-------- Data for review
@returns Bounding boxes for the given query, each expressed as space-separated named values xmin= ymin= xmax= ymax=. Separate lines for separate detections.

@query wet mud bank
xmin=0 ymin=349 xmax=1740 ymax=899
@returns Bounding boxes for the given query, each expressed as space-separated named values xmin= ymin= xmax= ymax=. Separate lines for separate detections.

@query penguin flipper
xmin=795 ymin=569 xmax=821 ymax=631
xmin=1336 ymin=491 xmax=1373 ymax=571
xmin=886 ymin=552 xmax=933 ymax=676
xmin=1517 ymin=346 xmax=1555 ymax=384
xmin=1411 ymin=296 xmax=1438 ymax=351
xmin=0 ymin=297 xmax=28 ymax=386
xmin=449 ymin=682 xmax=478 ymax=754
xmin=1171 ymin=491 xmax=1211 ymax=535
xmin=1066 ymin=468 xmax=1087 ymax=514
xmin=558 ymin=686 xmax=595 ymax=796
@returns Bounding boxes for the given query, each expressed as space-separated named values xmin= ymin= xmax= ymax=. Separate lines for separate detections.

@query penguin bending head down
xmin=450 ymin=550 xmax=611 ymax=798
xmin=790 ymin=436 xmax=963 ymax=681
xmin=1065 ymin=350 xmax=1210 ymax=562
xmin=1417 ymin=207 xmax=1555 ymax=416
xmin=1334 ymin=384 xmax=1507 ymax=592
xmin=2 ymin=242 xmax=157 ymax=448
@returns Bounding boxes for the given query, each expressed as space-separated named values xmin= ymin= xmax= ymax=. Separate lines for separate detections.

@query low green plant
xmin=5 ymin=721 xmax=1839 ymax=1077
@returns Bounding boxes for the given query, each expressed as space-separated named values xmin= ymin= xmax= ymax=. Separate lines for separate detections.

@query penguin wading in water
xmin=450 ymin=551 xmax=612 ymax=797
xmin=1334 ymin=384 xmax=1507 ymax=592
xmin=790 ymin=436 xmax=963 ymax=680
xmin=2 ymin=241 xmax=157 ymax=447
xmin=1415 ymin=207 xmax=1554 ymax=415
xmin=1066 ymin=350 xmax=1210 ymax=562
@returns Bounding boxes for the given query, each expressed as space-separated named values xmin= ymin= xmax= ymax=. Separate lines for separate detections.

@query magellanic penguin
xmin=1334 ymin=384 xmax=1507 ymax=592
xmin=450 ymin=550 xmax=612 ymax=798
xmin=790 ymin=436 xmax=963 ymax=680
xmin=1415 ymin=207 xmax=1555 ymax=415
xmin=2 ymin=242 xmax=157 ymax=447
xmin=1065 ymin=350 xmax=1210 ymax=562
----------------
Print out every record again, exactly and in full.

Solution below:
@returns Bounding boxes for the given query, each expressed as space-separated named values xmin= ymin= xmax= ymax=. Separate lines for separate detections.

@query wet mud bank
xmin=0 ymin=349 xmax=1740 ymax=899
@returns Bounding boxes for the given query, each expressed as space-separated named values xmin= ymin= xmax= ymax=. Separate lines for separate detections.

@query penguin flipper
xmin=795 ymin=569 xmax=821 ymax=631
xmin=1336 ymin=491 xmax=1373 ymax=571
xmin=886 ymin=552 xmax=933 ymax=676
xmin=1517 ymin=346 xmax=1555 ymax=384
xmin=1411 ymin=296 xmax=1438 ymax=351
xmin=0 ymin=297 xmax=28 ymax=386
xmin=449 ymin=682 xmax=478 ymax=754
xmin=1171 ymin=491 xmax=1211 ymax=535
xmin=1066 ymin=468 xmax=1087 ymax=514
xmin=558 ymin=686 xmax=595 ymax=796
@returns Bounding boxes for the given query, each expressed as space-separated named values xmin= ymin= xmax= ymax=. Separate lines for separate detections.

@query penguin bending head down
xmin=450 ymin=550 xmax=611 ymax=798
xmin=790 ymin=436 xmax=963 ymax=681
xmin=1065 ymin=350 xmax=1210 ymax=562
xmin=1417 ymin=207 xmax=1555 ymax=416
xmin=1334 ymin=384 xmax=1507 ymax=592
xmin=2 ymin=242 xmax=157 ymax=448
@returns Bounding boxes for the given query, each expressed as space-separated named values xmin= ymin= xmax= ymax=. Separate lines for separate detections.

@query low green plant
xmin=5 ymin=721 xmax=1839 ymax=1077
@returns Bounding boxes for the given query, each expressed as space-separated named values xmin= ymin= xmax= ymax=. Separate lines for separate detections.

@query penguin wading in water
xmin=450 ymin=551 xmax=612 ymax=797
xmin=1334 ymin=384 xmax=1507 ymax=592
xmin=790 ymin=436 xmax=963 ymax=680
xmin=2 ymin=241 xmax=157 ymax=447
xmin=1415 ymin=207 xmax=1554 ymax=415
xmin=1066 ymin=350 xmax=1210 ymax=562
@returns Bounding boxes for the given query, each expressed as space-separated named values xmin= ymin= xmax= ymax=. Separate lines for separate detections.

@query magellanic penguin
xmin=1334 ymin=384 xmax=1507 ymax=592
xmin=450 ymin=550 xmax=612 ymax=798
xmin=790 ymin=436 xmax=963 ymax=680
xmin=1415 ymin=207 xmax=1555 ymax=415
xmin=2 ymin=242 xmax=157 ymax=447
xmin=1065 ymin=350 xmax=1210 ymax=562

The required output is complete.